┌──

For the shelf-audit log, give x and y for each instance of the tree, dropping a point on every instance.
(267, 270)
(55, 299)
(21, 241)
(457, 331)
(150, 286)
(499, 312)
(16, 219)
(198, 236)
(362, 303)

└──

Exercise: Format every line of the material above as a JSON list of strings, one string per line, and leave out any blank lines.

Final result:
[
  "For the shelf-audit log, give x and y for each instance of the tree, dropping a point on every instance.",
  "(267, 270)",
  "(55, 299)",
  "(21, 241)",
  "(457, 331)",
  "(150, 286)",
  "(499, 312)",
  "(16, 219)",
  "(198, 236)",
  "(362, 303)"
]